> Task instructions:
1. Answer these from the trash can potatoes thread:
(a) How many pounds per trash can did the woman Davarm ran across say she got, and with how many plants per container?
(b) What soil does LincTex say to avoid, and what does LincTex say is needed instead?
(c) What kind of ants caused trouble for rawhide2971?
2. Name every kind of container that the posters in the trash can potatoes thread use or propose for growing potatoes.
3. Using the trash can potatoes thread, say whether each statement agrees with it, and quote the words that decide it:
(a) DKRinAK's trash can attempt worked well.
(b) brightstar's trash can potatoes were smaller than the ones planted in the ground.
(c) goshengirl drilled only a few holes in the bucket bottoms.
** START OF Document excerpt **
# Trash Can Potatoes



## Davarm (Oct 22, 2011)

I was recently trying to come up with more ways to increase the gardens output and came across a number of articles on growing potatoes in "Trash Cans".

The idea was to keep adding soil to the container(as the plants grew) until it was almost full, this was supposed to increase the root growth and put on more spuds per plant than conventional planting. I ran across a person that said that they had done this and am supposed to see them sometimes next month and I am going to ask as many questions on it as I can, she said she had gotten as much 50 pounds per trash can with 3 or 4 plants per container.

I was also thinking instead of dedicating a "bunch" of trash cans to the endeavor I'd try lining "tomato hoops" with trash bags and using them instead, I have more than enough of them than I need for the tomatoes I'm going to plant this year.

I've tried to grow potatoes here in the past without much luck and thought it may be a good experiment to try.


----------



## weedygarden (Apr 27, 2011)

I will be curious to see how well this works for you.

We have lots of places to get 5 gallon buckets and I have considered using them. This could go a few ways. 

One way would be to just plant them in the bucket and keep filling it up with dirt as the plant grows.

Another idea would be to cut the bottom out of the bucket, plant the potato in the ground and put the bottomless bucket over the plant. Then keep filling up the bucket as the plant grows.


----------



## DKRinAK (Nov 21, 2011)

Tried that.

FAIL. Not enough sun got down into the can for the spuds to grow all that well.
Alasaka has funny sun angles so that may have been a factor. I would suggest using tires - just add a tire and more soil.

Good luck


----------



## moondancer (Dec 21, 2013)

I use old tires. I Kay a tarp down start with one tire as the plant grows add a tire and dirt at harvest flip over the tires


----------



## brightstar (Apr 24, 2012)

I had a fail on the trash can idea too. I got a few extra potatoes compared to the ground but they were all much smaller than the ground planted ones too.


----------



## LincTex (Apr 1, 2011)

Another vote for old tires.

Avoid clay, spuds hate it, you will need sand or sandy loam.


----------



## goshengirl (Dec 18, 2010)

weedy, I did the buckets last summer. Fail. I mean, I got some potatoes, but it wasn't worth all the effort of getting the buckets, cleaning the buckets, drilling holes in the buckets... Not that any of that was hard work, just that it was a lot of effort for very, very little in the way of potatoes. (I'm planning to repurpose some of those buckets and cut their bottoms and do that mounding thing you mentioned - I've seen that, too, and I think more folks have had success with that - will have to find out  )


I'm not sure why the buckets were a failure, although I think drainage was a large part of it (even though I had lots and lots of holes drilled in the bottoms). So that makes me wonder how the trash cans will do. I will be curious to see how your experiment turns out, Dave!


----------



## rawhide2971 (Apr 19, 2013)

Tried it and it did not work out for me. Would love to figure it out and make it work--- And I had a heck of a problem with Ants getting in and making themselves at home. Fireants to be exact


----------



## razorback (Jul 17, 2012)

I tried using the round clothes basket method last year. I did just one since I didn't have many potatoes that had eyes growing. I got little pototoes. Not sure if I planted them to late and they died back to soon. I didn't want them on the grown cause we have terrible fire ants too.
** END OF Document excerpt **
** START OF Material provided **
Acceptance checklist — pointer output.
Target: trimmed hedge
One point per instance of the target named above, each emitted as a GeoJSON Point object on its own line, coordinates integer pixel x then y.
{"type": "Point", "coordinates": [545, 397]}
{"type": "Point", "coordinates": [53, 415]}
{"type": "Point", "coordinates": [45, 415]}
** END OF Material provided **
> Results for each task:
1.
(a) As much as 50 pounds per trash can, with 3 or 4 plants per container.
(b) Clay; sand or sandy loam is needed.
(c) Fire ants.

2.
Trash cans
Tomato hoops lined with trash bags
5 gallon buckets, used whole or with the bottom cut out
Old tires
A round clothes basket

3.
(a) No: "FAIL. Not enough sun got down into the can for the spuds to grow all that well."
(b) Yes: "they were all much smaller than the ground planted ones too."
(c) No: "even though I had lots and lots of holes drilled in the bottoms"